• _Exercices proposés_
A. Transcrivez le passage du texte sur le peuple d'Israël, depuis « Comment définir le » jusqu'à « moins à coexister. » inclus.
B. Présentez sous forme de tableau Markdown, avec les colonnes « Rang » et « Ligne », les seules lignes des entrées qui vont de celle contenant « target: <item>small bush</item> » jusqu'à celle contenant « 89L357 94L369 157L395 » incluse. Omettez les lignes vides.
##### Texte proposé
Ok

En poursuivant votre navigation sur ce site, vous acceptez l'utilisation de cookies. Ces derniers assurent le bon fonctionnement de nos services. En savoir plus.

Vu de la place Victor-Hugo - Page 1059

  • Définir le peuple d'Israël

    Comment définir le plus justement possible la notion de peuple d’Israël ?

    A chaque visite en Israël, on est intrigué par l’extrême diversité des visages, des attitudes et des accents d’une population qui regroupe un peu plus de 110 nationalités. Et pourtant, tout ce petit monde (car ce microcosme est vraiment un microcosme) parvient à vivre ensemble, alors que dans de nombreuses régions du monde, les êtres humains ne parviennent pas à s’entendre et encore moins à coexister.

    Quel est donc l’élément qui tient ensemble tous ces gens venus du monde entier ? Il faut bien reconnaître que cette question retient l’esprit de l’observateur sans qu’il réussisse à lui apporter une réponse qui résiste au temps, à la critique ou à un examen un peu approfondi. Je souris déjà en devinant les réactions intempestives et courroucées de ceux et de celles qui s’empresseront, comme dirait Maimonide, de décocher les flèches de leur ignorance, arguant que ce n’est pas la bonne question, que c’est une évidence, etc..

    Prenons donc le problème avec sérieux : comment tous ces individus disséminés sur la surface de la terre ont-ils pu, en dépit des vicissitudes de l’histoire juive, des persécutions, des déportations et des massacres, conserver une trace vivante de l’antique promesse, à savoir, qu’au moment de leur apparition sur la scène de l’histoire mondiale, un sort spécifique leur était réservé ? Et comment sont ils parvenus à s’y tenir en dépit de circonstances si peu favorables ?

    La monarchie davidique, qu’on la juge réelle ou fictive, remonte aux alentours de l’an 1000 avant l’ère chrétienne. Les deux destructions du temple de Jérusalem datent de – 586 et à 70 de notre ère. Après cette dernière catastrophe, c’est la période noire de l’exil et de la dispersion qui commence.
##########
##### Entrées de données
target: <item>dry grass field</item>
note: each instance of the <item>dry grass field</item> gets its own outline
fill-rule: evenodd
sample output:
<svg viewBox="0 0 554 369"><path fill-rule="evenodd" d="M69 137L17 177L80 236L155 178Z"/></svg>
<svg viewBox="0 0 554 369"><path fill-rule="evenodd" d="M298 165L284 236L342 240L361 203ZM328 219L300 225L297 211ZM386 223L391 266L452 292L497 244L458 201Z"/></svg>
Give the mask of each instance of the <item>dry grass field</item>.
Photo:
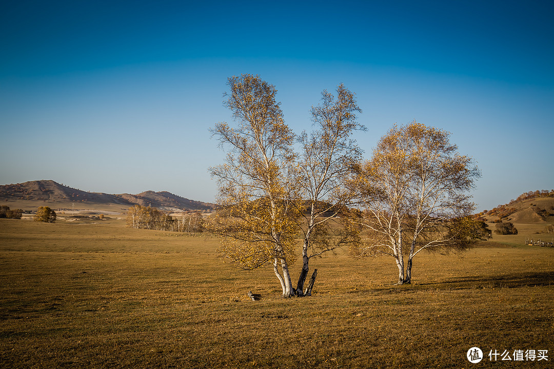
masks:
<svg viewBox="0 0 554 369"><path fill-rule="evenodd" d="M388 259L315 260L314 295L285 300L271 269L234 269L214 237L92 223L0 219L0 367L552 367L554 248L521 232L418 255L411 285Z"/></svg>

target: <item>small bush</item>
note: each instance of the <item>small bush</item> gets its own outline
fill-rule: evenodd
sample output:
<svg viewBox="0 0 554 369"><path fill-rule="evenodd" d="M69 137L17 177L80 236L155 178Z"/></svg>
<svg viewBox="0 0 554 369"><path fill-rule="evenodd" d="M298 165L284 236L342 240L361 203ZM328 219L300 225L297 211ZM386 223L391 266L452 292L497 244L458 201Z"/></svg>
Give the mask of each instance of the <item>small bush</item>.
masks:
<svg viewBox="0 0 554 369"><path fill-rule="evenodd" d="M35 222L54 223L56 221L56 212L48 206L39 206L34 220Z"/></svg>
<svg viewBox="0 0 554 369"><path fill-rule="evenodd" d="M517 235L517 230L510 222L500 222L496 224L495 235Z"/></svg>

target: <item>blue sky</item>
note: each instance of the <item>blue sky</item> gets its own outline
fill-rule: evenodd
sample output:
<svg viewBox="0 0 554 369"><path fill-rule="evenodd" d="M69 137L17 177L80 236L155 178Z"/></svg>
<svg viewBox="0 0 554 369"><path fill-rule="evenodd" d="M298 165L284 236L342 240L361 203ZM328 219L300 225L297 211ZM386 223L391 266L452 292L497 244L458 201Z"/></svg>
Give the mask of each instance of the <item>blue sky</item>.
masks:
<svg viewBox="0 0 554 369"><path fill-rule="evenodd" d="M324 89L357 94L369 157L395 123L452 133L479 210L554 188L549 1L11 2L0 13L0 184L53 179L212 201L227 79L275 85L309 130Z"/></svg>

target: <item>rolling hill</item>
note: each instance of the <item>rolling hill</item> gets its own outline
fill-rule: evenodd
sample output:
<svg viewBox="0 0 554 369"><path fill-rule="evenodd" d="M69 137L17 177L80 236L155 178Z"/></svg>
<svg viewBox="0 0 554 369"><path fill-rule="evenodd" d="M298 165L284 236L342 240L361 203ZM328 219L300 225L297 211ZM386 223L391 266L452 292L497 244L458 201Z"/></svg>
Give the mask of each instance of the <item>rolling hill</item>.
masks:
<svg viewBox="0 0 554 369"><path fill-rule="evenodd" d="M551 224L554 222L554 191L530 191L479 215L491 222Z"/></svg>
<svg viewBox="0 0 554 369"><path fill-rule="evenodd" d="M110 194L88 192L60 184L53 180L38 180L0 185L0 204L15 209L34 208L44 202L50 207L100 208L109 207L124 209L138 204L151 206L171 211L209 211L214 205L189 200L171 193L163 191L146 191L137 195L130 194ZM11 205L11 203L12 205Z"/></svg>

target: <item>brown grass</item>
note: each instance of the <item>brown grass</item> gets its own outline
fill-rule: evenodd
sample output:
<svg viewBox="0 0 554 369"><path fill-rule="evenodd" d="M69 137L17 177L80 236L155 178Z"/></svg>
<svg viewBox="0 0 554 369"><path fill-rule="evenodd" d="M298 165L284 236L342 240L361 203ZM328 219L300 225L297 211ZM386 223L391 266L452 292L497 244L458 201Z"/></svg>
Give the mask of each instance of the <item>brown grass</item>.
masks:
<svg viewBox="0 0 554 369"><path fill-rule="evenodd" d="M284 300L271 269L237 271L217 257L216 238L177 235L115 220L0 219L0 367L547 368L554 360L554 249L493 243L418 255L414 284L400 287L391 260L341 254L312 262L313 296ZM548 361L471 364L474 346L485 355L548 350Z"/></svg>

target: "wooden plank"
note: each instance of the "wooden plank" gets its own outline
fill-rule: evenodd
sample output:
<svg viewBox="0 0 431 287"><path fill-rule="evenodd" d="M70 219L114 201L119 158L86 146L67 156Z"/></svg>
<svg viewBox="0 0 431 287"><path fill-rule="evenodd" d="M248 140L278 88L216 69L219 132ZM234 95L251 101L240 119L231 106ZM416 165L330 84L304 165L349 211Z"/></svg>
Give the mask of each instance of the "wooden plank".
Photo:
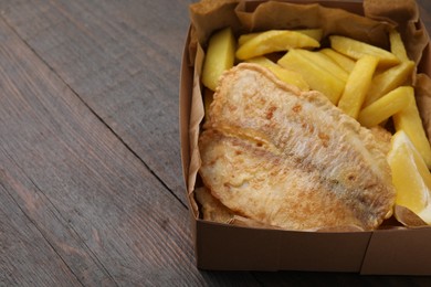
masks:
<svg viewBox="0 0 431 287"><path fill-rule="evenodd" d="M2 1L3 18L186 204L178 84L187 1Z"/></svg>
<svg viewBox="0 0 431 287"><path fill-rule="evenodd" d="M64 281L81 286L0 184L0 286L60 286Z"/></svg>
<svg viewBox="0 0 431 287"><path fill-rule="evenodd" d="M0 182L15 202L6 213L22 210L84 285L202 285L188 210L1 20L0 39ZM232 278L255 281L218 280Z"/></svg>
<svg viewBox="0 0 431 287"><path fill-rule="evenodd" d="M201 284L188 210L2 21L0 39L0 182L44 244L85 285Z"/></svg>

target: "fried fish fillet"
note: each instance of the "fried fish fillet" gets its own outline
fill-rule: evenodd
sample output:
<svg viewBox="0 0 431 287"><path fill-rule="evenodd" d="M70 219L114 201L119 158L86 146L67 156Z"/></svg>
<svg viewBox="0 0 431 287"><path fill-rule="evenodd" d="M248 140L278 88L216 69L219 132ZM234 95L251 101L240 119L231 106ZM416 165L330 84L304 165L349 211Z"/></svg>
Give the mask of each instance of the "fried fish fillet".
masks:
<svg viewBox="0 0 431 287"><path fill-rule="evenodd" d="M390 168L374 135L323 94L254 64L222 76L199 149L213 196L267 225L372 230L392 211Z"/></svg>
##########
• _Corrigés des exercices_
A.
Comment définir le plus justement possible la notion de peuple d’Israël ?

    A chaque visite en Israël, on est intrigué par l’extrême diversité des visages, des attitudes et des accents d’une population qui regroupe un peu plus de 110 nationalités. Et pourtant, tout ce petit monde (car ce microcosme est vraiment un microcosme) parvient à vivre ensemble, alors que dans de nombreuses régions du monde, les êtres humains ne parviennent pas à s’entendre et encore moins à coexister.

B.
| Rang | Ligne |
|---|---|
| 1 | target: <item>small bush</item> |
| 2 | note: each instance of the <item>small bush</item> gets its own outline |
| 3 | fill-rule: evenodd |
| 4 | sample output: |
| 5 | <svg viewBox="0 0 554 369"><path fill-rule="evenodd" d="M69 137L17 177L80 236L155 178Z"/></svg> |
| 6 | <svg viewBox="0 0 554 369"><path fill-rule="evenodd" d="M298 165L284 236L342 240L361 203ZM328 219L300 225L297 211ZM386 223L391 266L452 292L497 244L458 201Z"/></svg> |
| 7 | Give the mask of each instance of the <item>small bush</item>. |
| 8 | masks: |
| 9 | <svg viewBox="0 0 554 369"><path fill-rule="evenodd" d="M35 222L54 223L56 221L56 212L48 206L39 206L34 220Z"/></svg> |
| 10 | <svg viewBox="0 0 554 369"><path fill-rule="evenodd" d="M517 235L517 230L510 222L500 222L496 224L495 235Z"/></svg> |
| 11 | target: <item>blue sky</item> |
| 12 | note: each instance of the <item>blue sky</item> gets its own outline |
| 13 | fill-rule: evenodd |
| 14 | sample output: |
| 15 | <svg viewBox="0 0 554 369"><path fill-rule="evenodd" d="M69 137L17 177L80 236L155 178Z"/></svg> |
| 16 | <svg viewBox="0 0 554 369"><path fill-rule="evenodd" d="M298 165L284 236L342 240L361 203ZM328 219L300 225L297 211ZM386 223L391 266L452 292L497 244L458 201Z"/></svg> |
| 17 | Give the mask of each instance of the <item>blue sky</item>. |
| 18 | masks: |
| 19 | <svg viewBox="0 0 554 369"><path fill-rule="evenodd" d="M324 89L357 94L369 157L395 123L452 133L479 210L554 188L549 1L11 2L0 13L0 184L53 179L212 201L227 79L275 85L309 130Z"/></svg> |